**DESCRIPTION OF THE TASK**
Below are records that contain pictures; transcribe the text exactly and omit the pictures.

'''

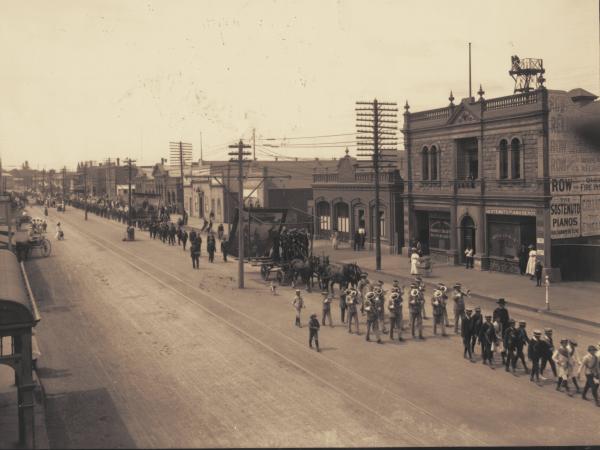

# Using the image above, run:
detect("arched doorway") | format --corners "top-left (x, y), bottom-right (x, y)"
top-left (460, 215), bottom-right (476, 262)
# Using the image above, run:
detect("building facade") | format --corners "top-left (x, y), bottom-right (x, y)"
top-left (311, 151), bottom-right (404, 253)
top-left (403, 87), bottom-right (600, 280)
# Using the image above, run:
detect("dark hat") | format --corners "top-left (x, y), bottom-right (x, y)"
top-left (485, 314), bottom-right (492, 319)
top-left (570, 340), bottom-right (578, 346)
top-left (544, 328), bottom-right (553, 333)
top-left (588, 345), bottom-right (597, 352)
top-left (310, 313), bottom-right (317, 318)
top-left (475, 306), bottom-right (481, 311)
top-left (321, 291), bottom-right (329, 296)
top-left (454, 282), bottom-right (462, 288)
top-left (416, 276), bottom-right (422, 280)
top-left (497, 298), bottom-right (506, 305)
top-left (360, 273), bottom-right (368, 278)
top-left (508, 319), bottom-right (515, 324)
top-left (465, 308), bottom-right (473, 313)
top-left (560, 338), bottom-right (569, 343)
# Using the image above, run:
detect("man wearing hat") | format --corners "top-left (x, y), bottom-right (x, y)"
top-left (528, 330), bottom-right (544, 383)
top-left (514, 321), bottom-right (530, 373)
top-left (493, 298), bottom-right (510, 336)
top-left (357, 273), bottom-right (370, 315)
top-left (374, 284), bottom-right (388, 334)
top-left (493, 298), bottom-right (510, 364)
top-left (347, 289), bottom-right (360, 334)
top-left (461, 308), bottom-right (474, 359)
top-left (388, 291), bottom-right (403, 341)
top-left (438, 283), bottom-right (450, 327)
top-left (452, 283), bottom-right (467, 335)
top-left (339, 289), bottom-right (348, 324)
top-left (321, 291), bottom-right (333, 327)
top-left (471, 307), bottom-right (483, 355)
top-left (553, 338), bottom-right (574, 395)
top-left (308, 313), bottom-right (321, 352)
top-left (540, 328), bottom-right (558, 379)
top-left (292, 289), bottom-right (305, 328)
top-left (503, 319), bottom-right (519, 373)
top-left (364, 291), bottom-right (382, 343)
top-left (415, 276), bottom-right (428, 320)
top-left (479, 315), bottom-right (496, 366)
top-left (432, 290), bottom-right (447, 337)
top-left (409, 286), bottom-right (424, 340)
top-left (578, 345), bottom-right (599, 405)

'''

**RESULT FOR THIS EXERCISE**
# Using the image above, run:
detect("arched doorway") | format --corners "top-left (x, y), bottom-right (x, y)"
top-left (460, 215), bottom-right (476, 262)
# Using the image above, run:
detect("building facade") | format --corners "top-left (x, y), bottom-right (x, y)"
top-left (311, 151), bottom-right (404, 253)
top-left (403, 87), bottom-right (600, 280)
# Using the image above, run:
detect("dark hat") | format --corners "top-left (x, y), bottom-right (x, y)"
top-left (485, 314), bottom-right (492, 319)
top-left (570, 340), bottom-right (578, 346)
top-left (544, 328), bottom-right (553, 333)
top-left (588, 345), bottom-right (597, 352)
top-left (310, 313), bottom-right (317, 318)
top-left (475, 306), bottom-right (481, 311)
top-left (321, 291), bottom-right (329, 296)
top-left (454, 282), bottom-right (462, 288)
top-left (416, 276), bottom-right (422, 280)
top-left (497, 298), bottom-right (506, 305)
top-left (360, 273), bottom-right (368, 278)
top-left (508, 319), bottom-right (515, 324)
top-left (465, 308), bottom-right (473, 313)
top-left (560, 338), bottom-right (569, 343)
# Using the image above, run:
detect("man wearing hat") | format --corners "top-left (x, y), bottom-right (x, y)"
top-left (528, 330), bottom-right (544, 383)
top-left (514, 321), bottom-right (530, 373)
top-left (493, 298), bottom-right (510, 336)
top-left (357, 273), bottom-right (370, 315)
top-left (374, 284), bottom-right (388, 334)
top-left (493, 298), bottom-right (510, 364)
top-left (347, 289), bottom-right (360, 334)
top-left (461, 308), bottom-right (474, 359)
top-left (388, 291), bottom-right (403, 341)
top-left (438, 283), bottom-right (450, 327)
top-left (452, 283), bottom-right (467, 335)
top-left (339, 289), bottom-right (348, 324)
top-left (321, 291), bottom-right (333, 327)
top-left (471, 307), bottom-right (483, 355)
top-left (553, 338), bottom-right (574, 395)
top-left (308, 313), bottom-right (321, 352)
top-left (540, 328), bottom-right (558, 379)
top-left (292, 289), bottom-right (305, 328)
top-left (503, 319), bottom-right (519, 373)
top-left (364, 291), bottom-right (382, 343)
top-left (415, 276), bottom-right (428, 320)
top-left (479, 315), bottom-right (496, 366)
top-left (432, 290), bottom-right (447, 337)
top-left (409, 286), bottom-right (424, 340)
top-left (578, 345), bottom-right (599, 405)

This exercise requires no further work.